The Small Beer Brew Co is not yet one year old but its founders James and Felix have big ambitions for low-ABV beers. The pair, who already have plenty of drinks industry experience under their belts, spotted a gap in the market for low-ABV beers while working together at gin distillers Sipsmith.
They launched with just two core beers – a lager at 2.1% ABV and a dark lager at 1.0%. This reflected their ethos of putting flavour first, and perfecting their recipes before moving on to new beers.
This Thursday they will launch their third core beer at the Taste of London Festival. Called Steam, it is a red rye lager hopped with Chinook and Mosaic that packs a proper flavour punch of citrus and tropical fruit with robust malt and spicy bitter rye notes.
At 2.7% ABV it’s still low in alcohol compared to most beers (the average strength is around 4.2%), but it will be their strongest one yet. “It’s about as high as we’ll go in terms of strength,” says Felix. “But it tastes like a 6% beer.” He sounds excited when he tells me this, and rightly so.

==================================================

- **REQUIRED WORK**
- a) In the beer article, where will Steam be launched?
- b) Extract the passage of the beer article from "The Small Beer" to "gin distillers Sipsmith.".
The listing that follows has no connection to the beer article.

==================================================

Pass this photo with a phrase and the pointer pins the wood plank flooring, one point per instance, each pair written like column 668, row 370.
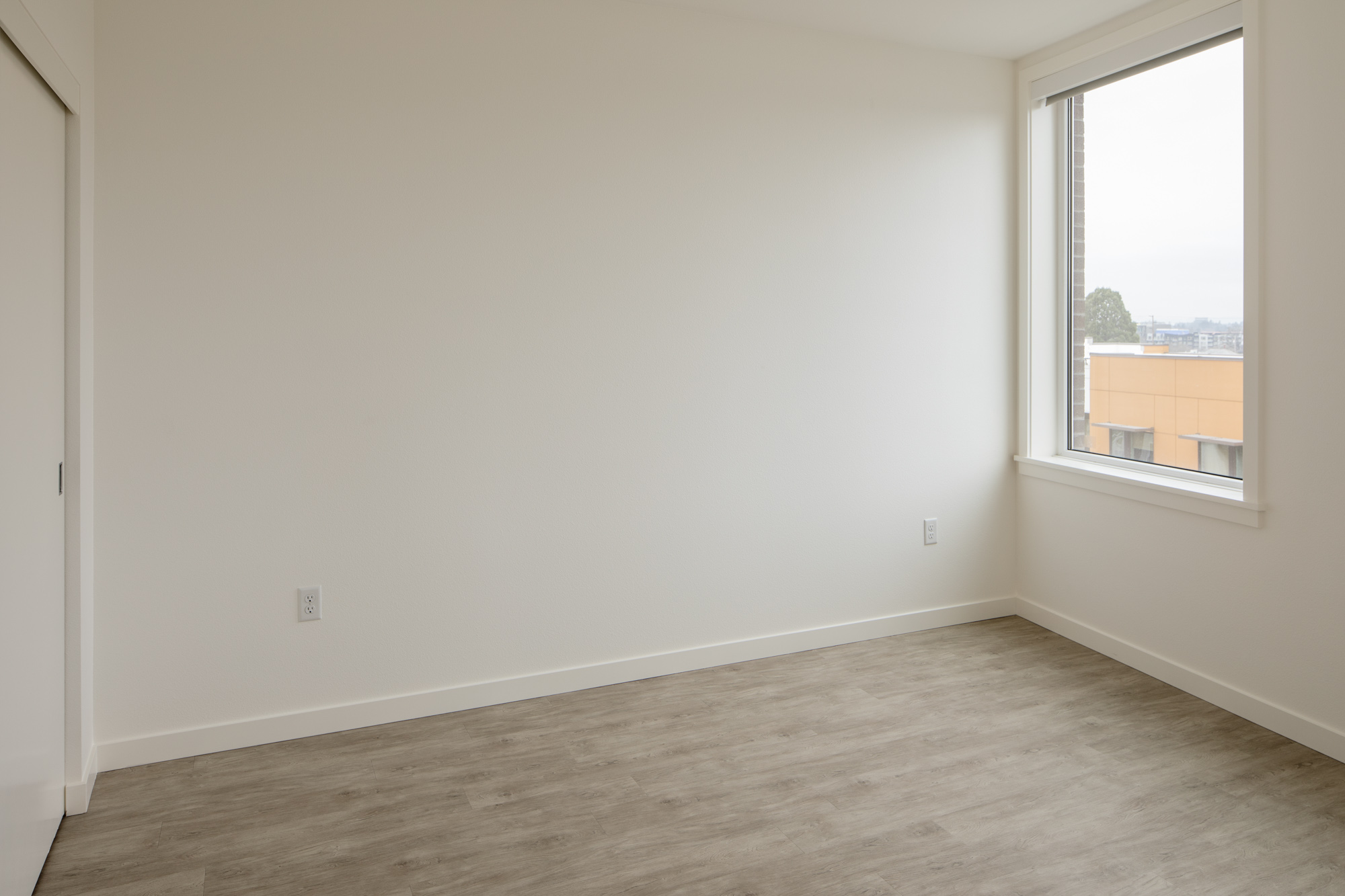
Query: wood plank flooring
column 987, row 759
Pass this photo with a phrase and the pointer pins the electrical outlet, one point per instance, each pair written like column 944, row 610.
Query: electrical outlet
column 310, row 603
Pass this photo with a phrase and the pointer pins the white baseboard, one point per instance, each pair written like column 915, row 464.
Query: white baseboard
column 252, row 732
column 1321, row 737
column 79, row 794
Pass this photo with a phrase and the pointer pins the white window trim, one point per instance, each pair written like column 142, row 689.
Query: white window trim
column 1042, row 276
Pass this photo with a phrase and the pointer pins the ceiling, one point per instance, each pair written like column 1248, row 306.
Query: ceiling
column 1005, row 29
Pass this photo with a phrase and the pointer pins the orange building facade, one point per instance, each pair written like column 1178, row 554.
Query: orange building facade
column 1182, row 411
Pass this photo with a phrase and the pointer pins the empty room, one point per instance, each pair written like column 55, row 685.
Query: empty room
column 672, row 447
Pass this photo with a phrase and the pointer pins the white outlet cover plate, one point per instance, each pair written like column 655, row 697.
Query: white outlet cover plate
column 310, row 603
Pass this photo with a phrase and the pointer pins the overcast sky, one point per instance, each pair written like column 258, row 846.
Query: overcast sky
column 1164, row 198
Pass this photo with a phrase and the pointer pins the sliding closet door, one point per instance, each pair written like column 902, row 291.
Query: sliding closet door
column 33, row 128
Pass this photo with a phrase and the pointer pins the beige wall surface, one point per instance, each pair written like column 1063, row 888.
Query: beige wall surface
column 539, row 334
column 1257, row 608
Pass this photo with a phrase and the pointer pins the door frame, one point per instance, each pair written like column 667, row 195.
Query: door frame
column 80, row 749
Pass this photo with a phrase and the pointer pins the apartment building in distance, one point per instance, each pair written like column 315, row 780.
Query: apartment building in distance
column 1169, row 408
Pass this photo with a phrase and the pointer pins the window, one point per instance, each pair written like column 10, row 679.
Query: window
column 1137, row 321
column 1156, row 239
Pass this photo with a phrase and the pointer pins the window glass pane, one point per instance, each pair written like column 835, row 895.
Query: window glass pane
column 1156, row 291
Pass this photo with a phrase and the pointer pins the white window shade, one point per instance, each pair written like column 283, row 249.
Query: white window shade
column 1136, row 54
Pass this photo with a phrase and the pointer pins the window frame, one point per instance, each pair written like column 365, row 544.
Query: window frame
column 1046, row 267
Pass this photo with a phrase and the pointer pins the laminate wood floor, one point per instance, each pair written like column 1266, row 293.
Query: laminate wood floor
column 987, row 759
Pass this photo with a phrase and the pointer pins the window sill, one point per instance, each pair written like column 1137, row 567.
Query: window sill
column 1153, row 489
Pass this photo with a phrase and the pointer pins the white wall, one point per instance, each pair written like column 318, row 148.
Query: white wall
column 69, row 25
column 540, row 334
column 1260, row 610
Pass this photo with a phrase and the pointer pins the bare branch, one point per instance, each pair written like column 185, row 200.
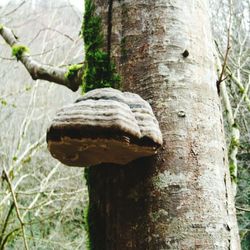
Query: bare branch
column 17, row 209
column 41, row 71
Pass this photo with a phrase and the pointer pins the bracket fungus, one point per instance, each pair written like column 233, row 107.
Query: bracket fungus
column 104, row 126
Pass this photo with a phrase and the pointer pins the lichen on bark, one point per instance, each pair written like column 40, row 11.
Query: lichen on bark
column 19, row 50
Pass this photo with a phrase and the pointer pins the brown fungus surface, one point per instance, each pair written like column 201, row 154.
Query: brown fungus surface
column 104, row 126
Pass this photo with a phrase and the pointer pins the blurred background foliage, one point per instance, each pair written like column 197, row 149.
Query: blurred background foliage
column 51, row 197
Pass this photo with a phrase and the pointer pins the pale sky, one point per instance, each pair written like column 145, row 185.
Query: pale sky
column 78, row 3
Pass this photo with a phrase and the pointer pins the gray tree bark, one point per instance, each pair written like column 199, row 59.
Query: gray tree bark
column 181, row 199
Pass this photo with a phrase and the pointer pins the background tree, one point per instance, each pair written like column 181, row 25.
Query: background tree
column 50, row 197
column 180, row 198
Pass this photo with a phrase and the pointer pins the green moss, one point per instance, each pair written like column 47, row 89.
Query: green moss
column 99, row 70
column 86, row 226
column 18, row 50
column 232, row 172
column 234, row 143
column 72, row 71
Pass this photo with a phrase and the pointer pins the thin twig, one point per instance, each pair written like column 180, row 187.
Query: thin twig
column 227, row 51
column 17, row 209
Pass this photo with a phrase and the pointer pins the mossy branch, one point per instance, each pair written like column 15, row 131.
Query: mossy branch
column 38, row 70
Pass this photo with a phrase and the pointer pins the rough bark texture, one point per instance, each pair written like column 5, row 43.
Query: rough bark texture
column 182, row 198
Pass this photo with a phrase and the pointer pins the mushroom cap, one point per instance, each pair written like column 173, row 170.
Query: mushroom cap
column 104, row 126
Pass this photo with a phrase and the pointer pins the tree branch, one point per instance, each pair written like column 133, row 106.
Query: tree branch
column 41, row 71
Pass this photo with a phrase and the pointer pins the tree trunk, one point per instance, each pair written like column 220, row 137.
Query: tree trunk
column 181, row 198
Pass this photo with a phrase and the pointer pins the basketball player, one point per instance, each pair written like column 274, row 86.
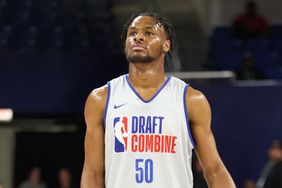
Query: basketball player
column 142, row 127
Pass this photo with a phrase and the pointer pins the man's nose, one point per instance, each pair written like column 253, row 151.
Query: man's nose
column 139, row 37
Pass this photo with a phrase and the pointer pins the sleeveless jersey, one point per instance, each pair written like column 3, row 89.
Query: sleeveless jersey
column 147, row 143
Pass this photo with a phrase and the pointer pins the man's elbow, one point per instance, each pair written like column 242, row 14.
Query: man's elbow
column 93, row 179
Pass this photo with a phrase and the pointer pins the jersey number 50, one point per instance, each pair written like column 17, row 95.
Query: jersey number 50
column 144, row 170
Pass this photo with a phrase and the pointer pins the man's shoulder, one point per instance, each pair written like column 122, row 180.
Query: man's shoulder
column 99, row 93
column 193, row 93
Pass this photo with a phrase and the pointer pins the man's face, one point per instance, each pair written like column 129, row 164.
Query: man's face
column 146, row 40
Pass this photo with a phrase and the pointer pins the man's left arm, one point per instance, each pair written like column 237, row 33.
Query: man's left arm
column 199, row 112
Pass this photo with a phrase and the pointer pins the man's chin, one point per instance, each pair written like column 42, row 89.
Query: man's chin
column 140, row 59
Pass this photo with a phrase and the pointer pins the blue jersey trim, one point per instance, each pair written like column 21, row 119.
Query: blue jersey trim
column 107, row 103
column 155, row 95
column 186, row 115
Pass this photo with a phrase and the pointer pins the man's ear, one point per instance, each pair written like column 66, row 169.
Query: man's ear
column 166, row 46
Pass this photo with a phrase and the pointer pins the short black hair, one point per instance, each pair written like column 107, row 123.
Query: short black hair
column 168, row 27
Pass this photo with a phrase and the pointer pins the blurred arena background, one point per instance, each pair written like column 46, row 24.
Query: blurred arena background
column 54, row 52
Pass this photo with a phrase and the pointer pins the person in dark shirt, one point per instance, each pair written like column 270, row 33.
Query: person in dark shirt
column 250, row 24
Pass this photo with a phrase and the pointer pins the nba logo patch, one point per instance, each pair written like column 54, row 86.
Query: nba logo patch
column 121, row 134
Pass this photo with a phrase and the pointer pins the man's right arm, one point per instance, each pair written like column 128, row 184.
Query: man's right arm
column 93, row 174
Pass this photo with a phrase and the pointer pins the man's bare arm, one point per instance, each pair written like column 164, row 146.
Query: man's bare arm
column 93, row 174
column 214, row 170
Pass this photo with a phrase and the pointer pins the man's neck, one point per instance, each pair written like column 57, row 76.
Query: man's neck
column 146, row 75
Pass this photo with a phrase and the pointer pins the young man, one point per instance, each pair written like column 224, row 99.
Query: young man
column 138, row 125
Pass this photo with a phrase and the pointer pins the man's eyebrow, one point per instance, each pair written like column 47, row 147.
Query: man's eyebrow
column 146, row 27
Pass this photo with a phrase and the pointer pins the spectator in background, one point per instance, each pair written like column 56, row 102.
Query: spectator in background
column 34, row 179
column 271, row 176
column 249, row 183
column 65, row 178
column 248, row 70
column 250, row 24
column 1, row 185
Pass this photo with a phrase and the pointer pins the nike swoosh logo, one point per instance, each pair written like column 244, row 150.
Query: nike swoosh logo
column 118, row 106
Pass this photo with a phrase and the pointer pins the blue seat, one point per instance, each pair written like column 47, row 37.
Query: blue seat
column 228, row 61
column 267, row 59
column 257, row 45
column 226, row 45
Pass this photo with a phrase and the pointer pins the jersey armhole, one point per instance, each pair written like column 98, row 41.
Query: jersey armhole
column 107, row 103
column 187, row 117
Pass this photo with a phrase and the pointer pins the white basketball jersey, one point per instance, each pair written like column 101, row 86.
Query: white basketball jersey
column 147, row 143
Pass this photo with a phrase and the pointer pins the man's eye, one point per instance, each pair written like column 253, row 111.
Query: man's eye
column 132, row 33
column 149, row 33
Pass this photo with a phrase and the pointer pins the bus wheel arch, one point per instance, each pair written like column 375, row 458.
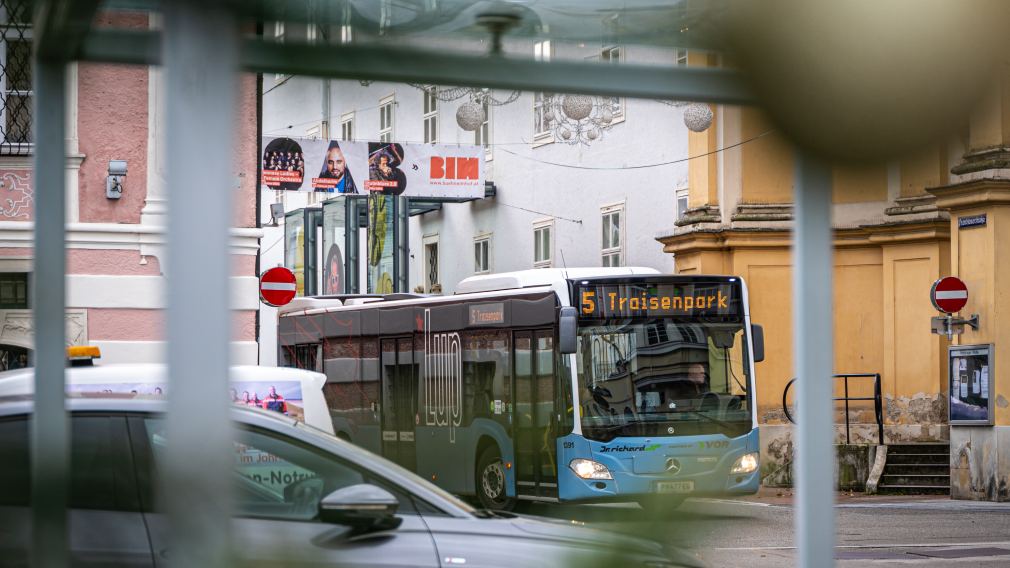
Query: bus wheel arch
column 489, row 476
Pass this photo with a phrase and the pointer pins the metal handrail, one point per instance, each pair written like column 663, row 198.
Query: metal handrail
column 878, row 401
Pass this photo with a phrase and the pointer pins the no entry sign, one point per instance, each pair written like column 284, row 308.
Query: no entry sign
column 948, row 294
column 277, row 286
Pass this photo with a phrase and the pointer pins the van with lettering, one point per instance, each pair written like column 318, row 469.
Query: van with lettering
column 580, row 384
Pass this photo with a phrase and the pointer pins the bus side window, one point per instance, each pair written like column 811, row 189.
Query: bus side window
column 566, row 405
column 487, row 375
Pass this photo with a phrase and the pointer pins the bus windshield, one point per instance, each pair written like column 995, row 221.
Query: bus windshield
column 663, row 377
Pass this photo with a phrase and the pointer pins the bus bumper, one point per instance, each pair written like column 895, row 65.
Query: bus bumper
column 639, row 467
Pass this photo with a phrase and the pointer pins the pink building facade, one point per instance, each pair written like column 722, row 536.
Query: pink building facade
column 115, row 248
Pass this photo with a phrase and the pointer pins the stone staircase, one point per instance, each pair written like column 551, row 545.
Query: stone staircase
column 916, row 469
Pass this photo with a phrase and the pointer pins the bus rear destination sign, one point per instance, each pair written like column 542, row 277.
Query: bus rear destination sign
column 601, row 301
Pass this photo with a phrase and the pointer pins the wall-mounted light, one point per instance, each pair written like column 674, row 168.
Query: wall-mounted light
column 114, row 183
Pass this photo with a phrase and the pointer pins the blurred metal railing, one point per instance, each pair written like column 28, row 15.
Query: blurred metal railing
column 878, row 401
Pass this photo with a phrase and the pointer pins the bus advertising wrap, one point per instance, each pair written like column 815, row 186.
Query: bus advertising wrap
column 413, row 170
column 621, row 300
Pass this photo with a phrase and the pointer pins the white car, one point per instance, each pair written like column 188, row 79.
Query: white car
column 295, row 392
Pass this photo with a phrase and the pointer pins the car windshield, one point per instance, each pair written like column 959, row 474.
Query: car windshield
column 663, row 377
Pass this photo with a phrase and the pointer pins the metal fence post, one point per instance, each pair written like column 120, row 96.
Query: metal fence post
column 200, row 55
column 49, row 430
column 812, row 317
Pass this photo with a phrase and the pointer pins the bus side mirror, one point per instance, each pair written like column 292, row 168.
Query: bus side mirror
column 758, row 339
column 568, row 335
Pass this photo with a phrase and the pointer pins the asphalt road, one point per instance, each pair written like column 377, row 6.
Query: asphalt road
column 875, row 531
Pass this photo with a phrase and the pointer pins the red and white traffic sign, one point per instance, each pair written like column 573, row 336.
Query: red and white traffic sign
column 277, row 286
column 948, row 294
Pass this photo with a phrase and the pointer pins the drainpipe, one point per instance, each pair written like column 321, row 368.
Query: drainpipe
column 324, row 123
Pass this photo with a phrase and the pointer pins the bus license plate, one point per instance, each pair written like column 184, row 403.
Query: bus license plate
column 675, row 487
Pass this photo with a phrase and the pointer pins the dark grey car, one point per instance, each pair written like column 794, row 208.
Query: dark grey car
column 302, row 497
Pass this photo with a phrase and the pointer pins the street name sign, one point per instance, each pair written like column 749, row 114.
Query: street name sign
column 277, row 286
column 948, row 294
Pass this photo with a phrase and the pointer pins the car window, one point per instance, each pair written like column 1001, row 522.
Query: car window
column 101, row 474
column 279, row 477
column 14, row 459
column 101, row 469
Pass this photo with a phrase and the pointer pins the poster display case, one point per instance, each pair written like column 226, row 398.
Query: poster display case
column 971, row 389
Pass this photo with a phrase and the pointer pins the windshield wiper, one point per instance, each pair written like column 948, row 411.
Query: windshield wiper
column 724, row 424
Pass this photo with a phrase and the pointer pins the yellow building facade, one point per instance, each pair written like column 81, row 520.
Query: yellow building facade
column 896, row 232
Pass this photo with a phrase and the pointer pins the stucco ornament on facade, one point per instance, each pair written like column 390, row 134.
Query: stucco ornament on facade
column 470, row 116
column 16, row 327
column 16, row 195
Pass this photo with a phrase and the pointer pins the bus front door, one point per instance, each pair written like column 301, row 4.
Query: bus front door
column 399, row 401
column 535, row 415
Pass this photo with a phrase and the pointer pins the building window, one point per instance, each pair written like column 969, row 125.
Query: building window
column 14, row 290
column 431, row 281
column 347, row 126
column 542, row 52
column 614, row 56
column 612, row 246
column 386, row 119
column 430, row 115
column 482, row 135
column 542, row 244
column 15, row 77
column 682, row 202
column 482, row 254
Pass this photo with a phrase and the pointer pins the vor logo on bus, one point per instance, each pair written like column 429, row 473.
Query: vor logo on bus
column 442, row 379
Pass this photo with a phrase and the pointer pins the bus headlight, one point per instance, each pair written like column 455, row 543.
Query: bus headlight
column 744, row 464
column 588, row 469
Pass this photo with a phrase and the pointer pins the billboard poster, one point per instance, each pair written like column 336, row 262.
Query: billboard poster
column 381, row 254
column 412, row 170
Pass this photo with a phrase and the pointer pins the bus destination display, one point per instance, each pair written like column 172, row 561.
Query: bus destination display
column 601, row 301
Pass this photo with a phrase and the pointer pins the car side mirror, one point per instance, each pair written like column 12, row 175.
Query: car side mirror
column 758, row 339
column 568, row 335
column 364, row 507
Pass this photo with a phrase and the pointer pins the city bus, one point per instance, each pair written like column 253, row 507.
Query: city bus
column 596, row 384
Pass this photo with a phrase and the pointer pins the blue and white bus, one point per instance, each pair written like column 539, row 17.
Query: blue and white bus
column 601, row 384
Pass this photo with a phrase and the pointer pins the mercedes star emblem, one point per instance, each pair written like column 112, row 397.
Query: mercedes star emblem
column 673, row 466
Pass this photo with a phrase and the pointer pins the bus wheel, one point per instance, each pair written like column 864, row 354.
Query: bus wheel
column 491, row 481
column 661, row 505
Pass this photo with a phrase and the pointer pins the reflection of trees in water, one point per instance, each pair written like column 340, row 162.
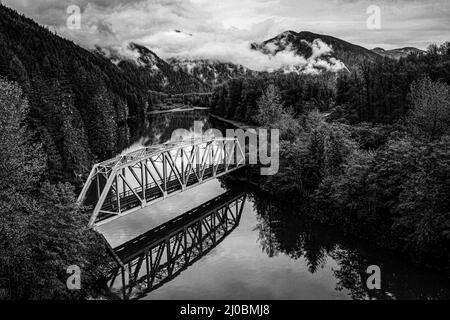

==================================================

- **EXPECTED OUTPUTS**
- a) At the Taste of London Festival.

- b)
The Small Beer Brew Co is not yet one year old but its founders James and Felix have big ambitions for low-ABV beers. The pair, who already have plenty of drinks industry experience under their belts, spotted a gap in the market for low-ABV beers while working together at gin distillers Sipsmith.